▸ **TEXT PROVIDED**:
Recent Accounting Pronouncements
See
Note 3 of the Notes to the Condensed Consolidated Financial
Statements included in this Quarterly Report for a description of
recent accounting pronouncements believed by management to have a
material impact on our present or future financial
statements.
WHERE YOU CAN FIND MORE INFORMATION
You are advised to read this Quarterly Report in
conjunction with other reports and documents that we file from time
to time with the SEC. In particular, please read our Quarterly
Reports on Form 10-Q, Annual Report on Form 10-K, and Current
Reports on Form 8-K that we file from time to time. You may obtain
copies of these reports directly from us or from the SEC at the
SEC’s Public Reference Room at 100 F. Street, N.E.
Washington, D.C. 20549, and you may obtain information about
obtaining access to the Reference Room by calling the SEC at
1-800-SEC-0330. In addition, the SEC maintains information for
electronic filers at its website www.sec.gov.
ITEM 3. QUANTITATIVE AND QUALITATIVE DISCLOSURES ABOUT MARKET
RISK
Our
business is currently conducted principally in the United States.
As a result, our financial results are not materially affected by
factors such as changes in foreign currency exchange rates or
economic conditions in foreign markets. We do not engage in hedging
transactions to reduce our exposure to changes in currency exchange
rates although, as the geographical scope of our business broadens,
we may do so in the future.
Our
exposure to risk for changes in interest rates relates primarily to
any borrowings under our existing Line of Credit, and our
investments in short-term financial instruments. The Company
currently has a zero balance under its existing Line of
Credit.
Investments
of our existing cash balances in both fixed rate and floating rate
interest earning instruments carry some interest rate risk. The
fair value of fixed rate securities may fall due to a rise in
interest rates, while floating rate securities may produce less
income than expected if interest rates fall. Partly as a result of
this, our future interest income will vary due to changes in
interest rates and we may suffer losses in principal if we are
forced to sell securities that have fallen in estimated fair value
due to changes in interest rates. However, as substantially all of
our cash equivalents consist of bank deposits and short-term money
market instruments, we do not expect any material change with
respect to our net income as a result of an interest rate
change.
We
do not hold any derivative instruments and do not engage in any
hedging activities.
ITEM
4. CONTROLS AND
PROCEDURES
(a) Evaluation
of Disclosure Controls and Procedures
We
maintain disclosure controls and procedures that are designed to
ensure that information required to be disclosed in our Exchange
Act reports is recorded, processed, summarized and reported within
the time periods specified in the Securities and Exchange
Commission’s rules and forms and that such information is
accumulated and communicated to our Chief Executive Officer and
Chief Financial Officer, as appropriate, to allow for timely
decisions regarding required disclosure. In designing and
evaluating the disclosure controls and procedures, management
recognizes that any controls and procedures, no matter how well
designed and operated, can provide only reasonable assurance of
achieving the desired control objectives, and management is
required to apply its judgment in evaluating the cost-benefit
relationship of possible controls and procedures. Our disclosure
controls and procedures were designed to provide reasonable
assurance that the controls and procedures would meet their
objectives. As required by SEC Rule 13a-15(b), our Chief Executive
Officer and Chief Financial Officer carried out an evaluation of
the effectiveness of the design and operation of our disclosure
controls and procedures as of the end of the period covered by this
report. Based on the foregoing, our Chief Executive Officer and
Chief Financial Officer concluded that our disclosure controls and
procedures were effective at the reasonable assurance
level.

▸ **COMPLETE THE FOLLOWING**:
1/ Name every SEC report form that the quarterly report excerpt mentions.
2/ According to the quarterly report excerpt, what balance does the company currently carry under its existing Line of Credit?
3/ Please quote the quarterly report excerpt between "Washington, D.C. 20549, and" and "in the future.", inclusive.
Rely only on the quarterly report excerpt.

(Entries taken from a collection)
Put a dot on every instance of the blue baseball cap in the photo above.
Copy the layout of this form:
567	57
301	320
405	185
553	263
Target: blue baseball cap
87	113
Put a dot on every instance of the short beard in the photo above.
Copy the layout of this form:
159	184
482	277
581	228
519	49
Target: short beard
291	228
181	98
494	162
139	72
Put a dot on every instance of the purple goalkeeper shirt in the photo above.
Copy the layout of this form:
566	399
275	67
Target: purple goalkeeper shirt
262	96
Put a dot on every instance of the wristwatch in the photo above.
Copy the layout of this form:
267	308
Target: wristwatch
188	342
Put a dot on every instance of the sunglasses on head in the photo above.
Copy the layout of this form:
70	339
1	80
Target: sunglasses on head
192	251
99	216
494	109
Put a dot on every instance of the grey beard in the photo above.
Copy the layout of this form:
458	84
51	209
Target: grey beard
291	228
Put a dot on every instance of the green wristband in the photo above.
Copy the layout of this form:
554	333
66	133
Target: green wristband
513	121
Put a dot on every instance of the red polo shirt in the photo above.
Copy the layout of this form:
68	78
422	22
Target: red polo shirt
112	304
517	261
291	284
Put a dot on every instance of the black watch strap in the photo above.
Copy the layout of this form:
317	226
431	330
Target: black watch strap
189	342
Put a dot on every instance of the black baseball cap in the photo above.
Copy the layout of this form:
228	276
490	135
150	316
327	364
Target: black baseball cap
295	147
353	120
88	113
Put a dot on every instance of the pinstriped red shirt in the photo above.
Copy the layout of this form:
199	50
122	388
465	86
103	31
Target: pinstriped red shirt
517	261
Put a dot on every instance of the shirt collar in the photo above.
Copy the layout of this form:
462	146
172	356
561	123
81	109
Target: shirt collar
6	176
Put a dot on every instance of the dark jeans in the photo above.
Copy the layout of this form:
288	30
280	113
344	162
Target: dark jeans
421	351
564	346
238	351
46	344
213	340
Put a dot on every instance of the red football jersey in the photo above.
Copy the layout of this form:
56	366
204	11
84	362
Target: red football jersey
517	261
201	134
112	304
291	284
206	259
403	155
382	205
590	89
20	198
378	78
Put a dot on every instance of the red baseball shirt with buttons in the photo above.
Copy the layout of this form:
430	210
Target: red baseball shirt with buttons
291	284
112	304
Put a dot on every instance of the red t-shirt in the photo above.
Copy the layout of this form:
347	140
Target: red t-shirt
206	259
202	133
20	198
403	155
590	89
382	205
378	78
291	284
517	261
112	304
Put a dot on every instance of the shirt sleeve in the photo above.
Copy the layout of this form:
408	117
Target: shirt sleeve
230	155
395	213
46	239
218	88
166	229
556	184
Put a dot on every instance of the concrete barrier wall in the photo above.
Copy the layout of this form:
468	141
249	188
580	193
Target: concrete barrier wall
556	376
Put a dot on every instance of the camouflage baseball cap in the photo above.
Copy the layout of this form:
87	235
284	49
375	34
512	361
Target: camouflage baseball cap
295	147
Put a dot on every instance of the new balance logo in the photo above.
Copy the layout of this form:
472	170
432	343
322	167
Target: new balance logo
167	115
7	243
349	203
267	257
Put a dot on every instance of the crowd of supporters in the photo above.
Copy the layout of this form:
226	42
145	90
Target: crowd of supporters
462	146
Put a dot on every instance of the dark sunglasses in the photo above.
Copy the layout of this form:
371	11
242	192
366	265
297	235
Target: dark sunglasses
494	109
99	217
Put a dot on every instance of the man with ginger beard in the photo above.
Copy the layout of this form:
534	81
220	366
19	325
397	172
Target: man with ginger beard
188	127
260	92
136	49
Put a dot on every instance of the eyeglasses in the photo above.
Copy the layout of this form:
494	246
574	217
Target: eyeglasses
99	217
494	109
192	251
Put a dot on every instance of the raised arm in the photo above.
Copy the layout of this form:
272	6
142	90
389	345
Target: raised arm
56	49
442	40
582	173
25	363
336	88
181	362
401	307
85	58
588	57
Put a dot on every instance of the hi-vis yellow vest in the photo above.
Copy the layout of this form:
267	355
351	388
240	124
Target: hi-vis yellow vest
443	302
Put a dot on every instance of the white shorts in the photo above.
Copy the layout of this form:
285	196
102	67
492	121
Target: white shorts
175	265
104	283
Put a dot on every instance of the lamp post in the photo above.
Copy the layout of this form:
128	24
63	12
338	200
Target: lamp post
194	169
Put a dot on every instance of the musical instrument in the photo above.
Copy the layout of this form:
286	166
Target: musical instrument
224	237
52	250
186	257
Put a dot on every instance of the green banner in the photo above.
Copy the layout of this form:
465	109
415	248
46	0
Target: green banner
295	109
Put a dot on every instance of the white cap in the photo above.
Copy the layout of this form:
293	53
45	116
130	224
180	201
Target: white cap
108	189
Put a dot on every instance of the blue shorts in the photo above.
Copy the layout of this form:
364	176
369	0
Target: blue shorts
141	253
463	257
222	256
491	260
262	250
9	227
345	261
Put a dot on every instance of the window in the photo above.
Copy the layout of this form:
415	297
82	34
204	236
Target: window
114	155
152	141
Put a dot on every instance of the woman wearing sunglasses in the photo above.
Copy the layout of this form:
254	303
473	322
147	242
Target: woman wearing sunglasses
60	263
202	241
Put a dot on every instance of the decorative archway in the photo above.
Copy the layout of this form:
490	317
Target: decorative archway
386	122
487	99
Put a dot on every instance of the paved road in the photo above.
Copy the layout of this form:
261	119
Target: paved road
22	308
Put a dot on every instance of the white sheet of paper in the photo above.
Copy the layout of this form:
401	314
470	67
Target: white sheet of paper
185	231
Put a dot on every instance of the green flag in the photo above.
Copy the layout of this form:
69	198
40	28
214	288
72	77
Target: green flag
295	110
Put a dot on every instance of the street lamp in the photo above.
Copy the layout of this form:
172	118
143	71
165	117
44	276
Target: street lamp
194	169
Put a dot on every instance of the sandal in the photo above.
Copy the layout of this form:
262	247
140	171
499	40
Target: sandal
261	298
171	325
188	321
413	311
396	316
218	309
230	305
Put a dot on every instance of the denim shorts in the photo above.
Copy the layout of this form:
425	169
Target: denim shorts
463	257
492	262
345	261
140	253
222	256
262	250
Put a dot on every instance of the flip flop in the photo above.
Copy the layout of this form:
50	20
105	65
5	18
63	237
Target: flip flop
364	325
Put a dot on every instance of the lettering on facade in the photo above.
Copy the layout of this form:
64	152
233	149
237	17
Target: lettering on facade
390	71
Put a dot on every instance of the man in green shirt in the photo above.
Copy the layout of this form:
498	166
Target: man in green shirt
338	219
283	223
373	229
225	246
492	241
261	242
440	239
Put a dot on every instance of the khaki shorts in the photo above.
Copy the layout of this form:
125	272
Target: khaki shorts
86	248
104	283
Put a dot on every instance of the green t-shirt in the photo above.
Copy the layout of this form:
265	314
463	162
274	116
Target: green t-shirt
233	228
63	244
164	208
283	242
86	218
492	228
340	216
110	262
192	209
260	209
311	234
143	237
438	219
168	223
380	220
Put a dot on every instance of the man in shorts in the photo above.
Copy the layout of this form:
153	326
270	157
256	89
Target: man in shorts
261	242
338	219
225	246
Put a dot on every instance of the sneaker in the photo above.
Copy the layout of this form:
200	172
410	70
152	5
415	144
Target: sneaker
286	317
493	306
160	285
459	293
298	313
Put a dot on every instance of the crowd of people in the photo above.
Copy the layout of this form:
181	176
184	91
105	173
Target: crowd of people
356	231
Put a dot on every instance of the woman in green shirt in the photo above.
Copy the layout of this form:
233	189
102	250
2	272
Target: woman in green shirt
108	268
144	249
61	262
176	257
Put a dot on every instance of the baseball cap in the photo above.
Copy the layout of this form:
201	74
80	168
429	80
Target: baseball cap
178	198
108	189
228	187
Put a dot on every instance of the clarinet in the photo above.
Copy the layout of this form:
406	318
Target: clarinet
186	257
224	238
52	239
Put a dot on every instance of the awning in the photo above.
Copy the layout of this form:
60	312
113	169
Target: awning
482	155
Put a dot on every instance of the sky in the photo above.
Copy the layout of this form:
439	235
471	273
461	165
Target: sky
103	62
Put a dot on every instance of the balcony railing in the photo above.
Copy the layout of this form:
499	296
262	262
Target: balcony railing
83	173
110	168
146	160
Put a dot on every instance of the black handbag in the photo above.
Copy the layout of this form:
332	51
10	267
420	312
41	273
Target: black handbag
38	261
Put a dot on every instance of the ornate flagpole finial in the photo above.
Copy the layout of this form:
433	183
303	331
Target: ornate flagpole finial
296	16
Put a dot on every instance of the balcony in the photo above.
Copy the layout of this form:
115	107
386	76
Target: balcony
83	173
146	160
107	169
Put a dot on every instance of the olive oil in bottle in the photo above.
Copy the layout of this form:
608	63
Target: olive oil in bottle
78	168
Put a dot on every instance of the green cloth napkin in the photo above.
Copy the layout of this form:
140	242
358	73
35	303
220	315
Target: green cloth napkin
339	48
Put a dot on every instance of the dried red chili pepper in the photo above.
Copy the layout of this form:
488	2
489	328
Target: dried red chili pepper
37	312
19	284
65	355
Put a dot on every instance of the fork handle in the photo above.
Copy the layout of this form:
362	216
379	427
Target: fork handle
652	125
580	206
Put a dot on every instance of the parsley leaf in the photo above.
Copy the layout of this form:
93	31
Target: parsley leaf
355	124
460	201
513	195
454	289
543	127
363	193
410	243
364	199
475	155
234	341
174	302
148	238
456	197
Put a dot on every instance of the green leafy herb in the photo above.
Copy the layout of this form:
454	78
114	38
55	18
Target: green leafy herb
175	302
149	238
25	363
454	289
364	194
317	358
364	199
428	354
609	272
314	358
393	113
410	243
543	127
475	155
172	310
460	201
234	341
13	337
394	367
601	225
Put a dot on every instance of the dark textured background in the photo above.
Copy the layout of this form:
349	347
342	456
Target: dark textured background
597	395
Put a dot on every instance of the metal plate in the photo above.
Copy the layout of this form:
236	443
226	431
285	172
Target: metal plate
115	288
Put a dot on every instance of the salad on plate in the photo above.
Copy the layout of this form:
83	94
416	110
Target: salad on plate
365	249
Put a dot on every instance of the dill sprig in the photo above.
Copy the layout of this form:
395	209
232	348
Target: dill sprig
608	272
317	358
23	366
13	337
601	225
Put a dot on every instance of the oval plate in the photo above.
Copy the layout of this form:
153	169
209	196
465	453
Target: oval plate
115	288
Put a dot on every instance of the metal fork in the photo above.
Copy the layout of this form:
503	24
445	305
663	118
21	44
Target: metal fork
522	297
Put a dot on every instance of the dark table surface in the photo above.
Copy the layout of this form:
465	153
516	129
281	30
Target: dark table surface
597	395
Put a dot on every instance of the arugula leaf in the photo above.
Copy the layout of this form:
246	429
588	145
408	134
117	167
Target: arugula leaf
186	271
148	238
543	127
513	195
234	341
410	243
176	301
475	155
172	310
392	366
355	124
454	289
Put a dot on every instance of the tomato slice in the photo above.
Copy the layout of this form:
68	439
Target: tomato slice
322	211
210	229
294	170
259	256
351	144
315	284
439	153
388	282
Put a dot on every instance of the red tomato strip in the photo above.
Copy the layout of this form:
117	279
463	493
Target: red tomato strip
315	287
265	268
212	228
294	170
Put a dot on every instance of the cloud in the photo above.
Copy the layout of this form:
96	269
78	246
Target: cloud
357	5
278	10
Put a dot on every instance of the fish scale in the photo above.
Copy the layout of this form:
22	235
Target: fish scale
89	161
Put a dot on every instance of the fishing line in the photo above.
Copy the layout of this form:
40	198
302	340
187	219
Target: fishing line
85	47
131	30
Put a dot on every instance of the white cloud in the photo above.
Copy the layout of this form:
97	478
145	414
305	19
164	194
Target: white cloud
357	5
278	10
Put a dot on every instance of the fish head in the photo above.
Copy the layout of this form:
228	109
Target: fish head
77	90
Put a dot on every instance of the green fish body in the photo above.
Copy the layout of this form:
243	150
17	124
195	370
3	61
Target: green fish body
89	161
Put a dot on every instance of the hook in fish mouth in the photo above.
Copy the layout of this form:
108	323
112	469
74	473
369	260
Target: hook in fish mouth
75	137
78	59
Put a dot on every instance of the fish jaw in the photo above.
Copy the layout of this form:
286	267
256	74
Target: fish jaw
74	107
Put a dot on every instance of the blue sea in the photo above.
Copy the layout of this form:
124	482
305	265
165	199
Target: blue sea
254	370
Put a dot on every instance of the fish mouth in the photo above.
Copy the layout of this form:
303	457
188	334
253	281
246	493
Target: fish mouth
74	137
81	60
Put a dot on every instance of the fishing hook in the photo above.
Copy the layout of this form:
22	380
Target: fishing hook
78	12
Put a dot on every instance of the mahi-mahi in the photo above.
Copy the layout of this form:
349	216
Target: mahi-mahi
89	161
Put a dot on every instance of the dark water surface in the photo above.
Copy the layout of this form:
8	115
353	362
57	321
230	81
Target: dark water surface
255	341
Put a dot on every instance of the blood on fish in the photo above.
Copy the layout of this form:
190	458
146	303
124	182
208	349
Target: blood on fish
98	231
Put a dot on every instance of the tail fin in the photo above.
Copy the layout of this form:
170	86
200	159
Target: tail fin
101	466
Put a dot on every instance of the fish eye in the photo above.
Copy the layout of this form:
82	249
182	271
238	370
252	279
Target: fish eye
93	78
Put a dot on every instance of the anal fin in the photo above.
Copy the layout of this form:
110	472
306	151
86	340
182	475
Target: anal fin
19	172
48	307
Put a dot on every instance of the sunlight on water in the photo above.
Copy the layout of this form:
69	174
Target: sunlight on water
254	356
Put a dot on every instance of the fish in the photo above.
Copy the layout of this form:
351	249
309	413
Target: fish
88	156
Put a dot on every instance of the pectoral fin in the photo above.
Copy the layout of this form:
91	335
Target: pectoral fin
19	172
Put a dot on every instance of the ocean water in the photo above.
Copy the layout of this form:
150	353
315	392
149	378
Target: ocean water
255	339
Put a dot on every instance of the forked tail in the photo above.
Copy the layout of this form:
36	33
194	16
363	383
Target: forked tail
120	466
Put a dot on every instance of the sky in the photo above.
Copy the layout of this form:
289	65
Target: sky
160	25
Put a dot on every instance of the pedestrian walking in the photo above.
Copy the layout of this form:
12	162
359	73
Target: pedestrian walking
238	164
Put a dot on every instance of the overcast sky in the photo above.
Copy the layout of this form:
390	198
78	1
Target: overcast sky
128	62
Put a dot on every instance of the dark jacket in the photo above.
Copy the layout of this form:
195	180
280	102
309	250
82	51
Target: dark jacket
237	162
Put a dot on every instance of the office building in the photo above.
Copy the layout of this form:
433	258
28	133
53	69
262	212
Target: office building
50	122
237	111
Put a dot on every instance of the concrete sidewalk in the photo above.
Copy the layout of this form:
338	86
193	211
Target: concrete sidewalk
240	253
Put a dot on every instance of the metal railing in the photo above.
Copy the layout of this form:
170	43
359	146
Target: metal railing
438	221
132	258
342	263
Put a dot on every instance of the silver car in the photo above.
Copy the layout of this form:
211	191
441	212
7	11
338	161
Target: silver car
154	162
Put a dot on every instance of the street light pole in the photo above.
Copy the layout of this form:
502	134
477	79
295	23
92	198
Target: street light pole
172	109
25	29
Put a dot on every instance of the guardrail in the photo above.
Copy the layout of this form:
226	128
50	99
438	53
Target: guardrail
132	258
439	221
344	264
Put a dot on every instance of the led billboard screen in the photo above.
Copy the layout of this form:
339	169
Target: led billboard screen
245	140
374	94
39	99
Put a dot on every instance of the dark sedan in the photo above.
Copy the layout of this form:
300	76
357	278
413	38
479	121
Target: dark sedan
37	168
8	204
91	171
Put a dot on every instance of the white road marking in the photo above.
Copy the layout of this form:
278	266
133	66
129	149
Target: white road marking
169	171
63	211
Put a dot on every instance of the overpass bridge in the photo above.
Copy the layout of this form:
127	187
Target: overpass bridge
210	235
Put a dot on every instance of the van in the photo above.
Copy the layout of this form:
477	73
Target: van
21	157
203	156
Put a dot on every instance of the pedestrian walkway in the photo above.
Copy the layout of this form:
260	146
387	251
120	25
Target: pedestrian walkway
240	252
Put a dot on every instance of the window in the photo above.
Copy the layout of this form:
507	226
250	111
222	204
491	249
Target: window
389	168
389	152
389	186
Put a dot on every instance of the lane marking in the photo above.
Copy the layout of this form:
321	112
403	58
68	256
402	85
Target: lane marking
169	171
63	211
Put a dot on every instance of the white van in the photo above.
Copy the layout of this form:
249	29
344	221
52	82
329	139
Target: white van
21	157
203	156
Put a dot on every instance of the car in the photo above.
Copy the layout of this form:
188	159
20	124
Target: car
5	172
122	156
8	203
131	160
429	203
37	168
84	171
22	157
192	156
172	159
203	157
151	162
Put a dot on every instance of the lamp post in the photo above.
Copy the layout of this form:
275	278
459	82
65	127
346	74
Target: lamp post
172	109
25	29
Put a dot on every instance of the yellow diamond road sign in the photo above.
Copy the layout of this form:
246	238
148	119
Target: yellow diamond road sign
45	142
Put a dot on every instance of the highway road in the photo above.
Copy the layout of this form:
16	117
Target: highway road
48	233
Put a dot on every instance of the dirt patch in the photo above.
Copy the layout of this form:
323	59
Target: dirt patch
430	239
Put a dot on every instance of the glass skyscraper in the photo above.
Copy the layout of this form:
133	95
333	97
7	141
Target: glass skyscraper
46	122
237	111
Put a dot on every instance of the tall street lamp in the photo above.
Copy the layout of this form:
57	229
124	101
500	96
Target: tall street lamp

▸ **ANSWER LIST**:
1/ Form 10-Q, Form 10-K, Form 8-K

2/ A zero balance.

3/
Washington, D.C. 20549, and you may obtain information about
obtaining access to the Reference Room by calling the SEC at
1-800-SEC-0330. In addition, the SEC maintains information for
electronic filers at its website www.sec.gov.
ITEM 3. QUANTITATIVE AND QUALITATIVE DISCLOSURES ABOUT MARKET
RISK
Our
business is currently conducted principally in the United States.
As a result, our financial results are not materially affected by
factors such as changes in foreign currency exchange rates or
economic conditions in foreign markets. We do not engage in hedging
transactions to reduce our exposure to changes in currency exchange
rates although, as the geographical scope of our business broadens,
we may do so in the future.